**** Task inputs
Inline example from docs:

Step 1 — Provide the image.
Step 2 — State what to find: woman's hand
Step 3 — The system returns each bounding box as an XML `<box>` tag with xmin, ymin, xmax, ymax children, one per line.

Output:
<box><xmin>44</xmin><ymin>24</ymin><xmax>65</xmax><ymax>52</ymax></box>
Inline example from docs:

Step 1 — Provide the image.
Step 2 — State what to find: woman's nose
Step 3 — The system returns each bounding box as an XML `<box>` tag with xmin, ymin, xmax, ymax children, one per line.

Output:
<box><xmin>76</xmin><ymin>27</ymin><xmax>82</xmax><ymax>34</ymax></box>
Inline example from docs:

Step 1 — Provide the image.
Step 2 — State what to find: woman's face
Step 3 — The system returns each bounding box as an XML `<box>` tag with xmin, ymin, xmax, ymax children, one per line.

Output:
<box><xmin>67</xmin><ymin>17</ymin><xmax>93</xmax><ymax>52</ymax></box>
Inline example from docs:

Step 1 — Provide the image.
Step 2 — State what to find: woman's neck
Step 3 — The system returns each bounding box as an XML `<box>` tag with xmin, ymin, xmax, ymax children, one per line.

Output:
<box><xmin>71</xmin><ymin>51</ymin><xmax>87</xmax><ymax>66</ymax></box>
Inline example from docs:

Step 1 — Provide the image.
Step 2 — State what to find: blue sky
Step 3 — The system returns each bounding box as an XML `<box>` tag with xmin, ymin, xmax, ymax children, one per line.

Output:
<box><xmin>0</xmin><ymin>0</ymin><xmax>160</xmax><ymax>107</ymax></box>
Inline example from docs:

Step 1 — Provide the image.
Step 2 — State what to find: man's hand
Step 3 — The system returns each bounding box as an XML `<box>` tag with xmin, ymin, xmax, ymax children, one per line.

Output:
********
» Work instructions:
From the items above, extract every line that contains the word "what".

» Problem solution:
Step 2 — State what to find: woman's hand
Step 2 — State what to find: woman's nose
Step 2 — State what to find: woman's face
Step 2 — State what to find: woman's neck
Step 2 — State what to find: blue sky
Step 2 — State what to find: man's hand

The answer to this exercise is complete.